__THE TASK__. Copy out all of the data below line for line, without changing a word or a character.

__RECORD LIST__.
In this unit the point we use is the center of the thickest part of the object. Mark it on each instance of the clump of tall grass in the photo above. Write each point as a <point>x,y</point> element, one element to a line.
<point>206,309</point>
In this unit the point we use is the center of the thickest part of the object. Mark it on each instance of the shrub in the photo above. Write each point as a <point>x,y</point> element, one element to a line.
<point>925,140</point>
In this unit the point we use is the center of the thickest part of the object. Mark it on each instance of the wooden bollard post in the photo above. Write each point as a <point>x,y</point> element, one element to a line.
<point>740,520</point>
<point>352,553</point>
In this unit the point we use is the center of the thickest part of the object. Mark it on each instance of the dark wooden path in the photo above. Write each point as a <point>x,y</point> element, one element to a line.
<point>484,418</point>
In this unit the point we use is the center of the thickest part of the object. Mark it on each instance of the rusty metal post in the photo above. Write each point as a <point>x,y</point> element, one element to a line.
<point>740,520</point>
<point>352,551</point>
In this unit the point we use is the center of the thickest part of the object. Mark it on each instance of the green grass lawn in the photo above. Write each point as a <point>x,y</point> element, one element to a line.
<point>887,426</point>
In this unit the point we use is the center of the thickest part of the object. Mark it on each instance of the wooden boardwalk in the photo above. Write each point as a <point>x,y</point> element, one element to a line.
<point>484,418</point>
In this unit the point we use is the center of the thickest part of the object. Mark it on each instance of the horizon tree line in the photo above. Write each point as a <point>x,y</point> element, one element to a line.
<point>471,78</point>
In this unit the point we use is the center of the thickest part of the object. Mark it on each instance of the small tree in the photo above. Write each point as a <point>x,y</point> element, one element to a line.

__WRITTEN REPLY__.
In this unit the point we use is the center of the thickest part of the object. Mark it on each instance of the clump of tall grass in the photo above. Write each point as a <point>x,y</point> element, one element to a line.
<point>206,309</point>
In this unit the point we use is the center of the thickest part of the object. Mark it on each instance of the shrub in the photo above. Write each point as a <point>x,y</point> element, one element to a line.
<point>925,140</point>
In this unit the point we use is the center of the thickest part of the object. Mark it on each instance of the wooden bollard post in the photo above. Write each point as a <point>x,y</point> element, one element to a line.
<point>740,520</point>
<point>352,553</point>
In this unit the point we use is the center of the thickest part of the object. Mark it on each instance of the dark wooden path in the photo above. Write each point as a <point>x,y</point> element, one element to a line.
<point>484,418</point>
In this unit the point we use is the center of the thickest part of the object. Mark it on each instance of the rusty metal post in the photo above. Write each point as a <point>x,y</point> element, one element to a line.
<point>740,520</point>
<point>352,551</point>
In this unit the point we use is the center of the thickest part of the object. Mark it on each instance of the green grass lawn in the photo above. Write each point as a <point>x,y</point> element, one element to a line.
<point>887,426</point>
In this unit the point we use is the center of the thickest part of the object. Mark it on each instance of the wooden boardwalk in the photo above. Write each point as a <point>x,y</point> element, one element to a line.
<point>484,418</point>
In this unit the point we use is the center of the thickest part of the object. Mark it on each instance of the horizon tree line in the photo above. Write each point as a <point>x,y</point> element, one element to a line.
<point>471,78</point>
In this unit the point we use is the center of the thickest part of the object. Mark it on each instance of the small tree in the photo above. Write each point as a <point>x,y</point> element, one element to a line.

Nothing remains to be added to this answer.